══ PROVIDED DATA

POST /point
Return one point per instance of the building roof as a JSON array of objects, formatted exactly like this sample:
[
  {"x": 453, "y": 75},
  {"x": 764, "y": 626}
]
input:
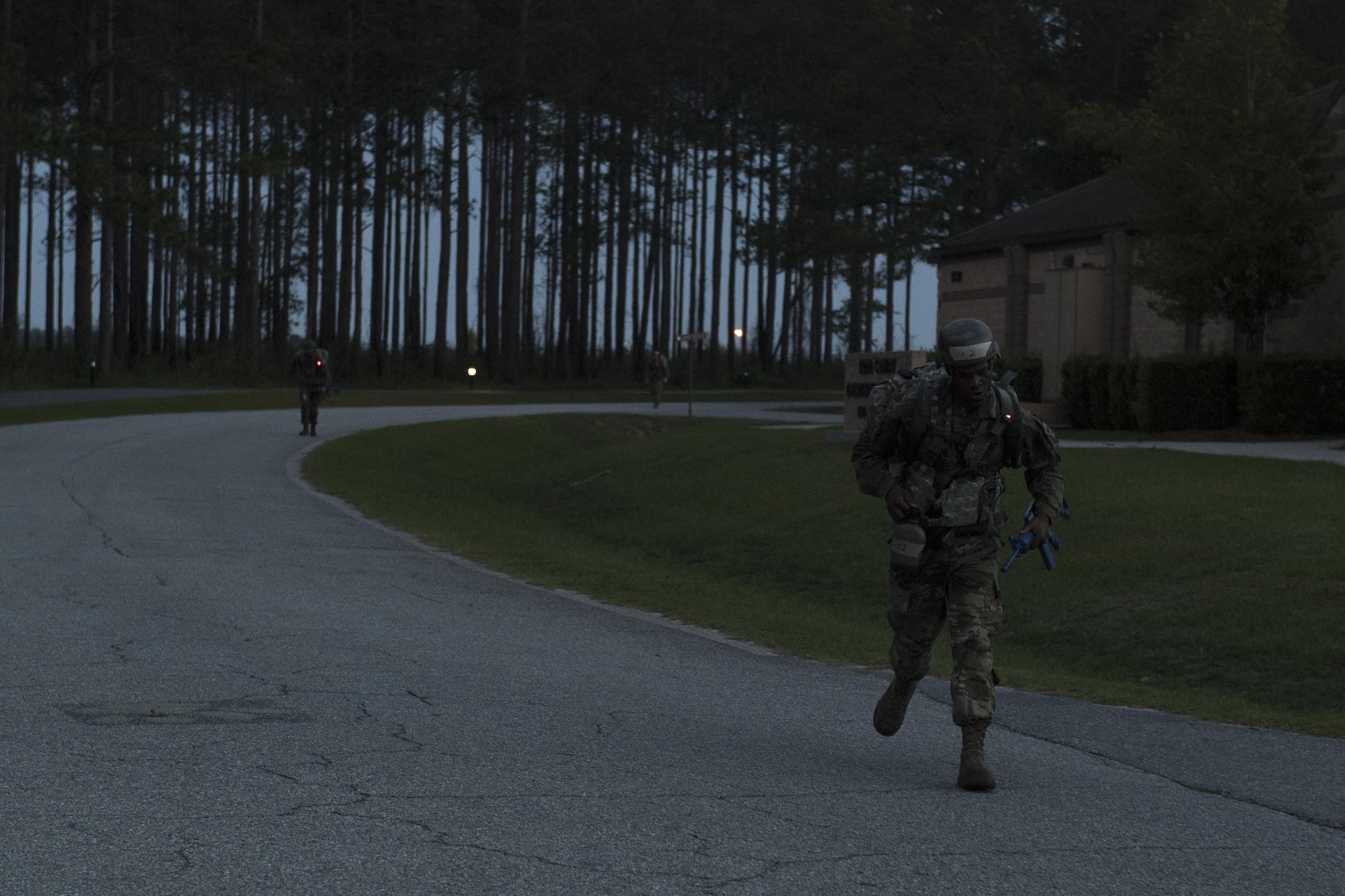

════

# [SET EXERCISE]
Please gather every line from the listing above that contains the string "point", copying each one out in full.

# [COMPLETE OUTPUT]
POST /point
Return one point per instance of the building roof as a JSON array of objects, formatted exactly like this sample:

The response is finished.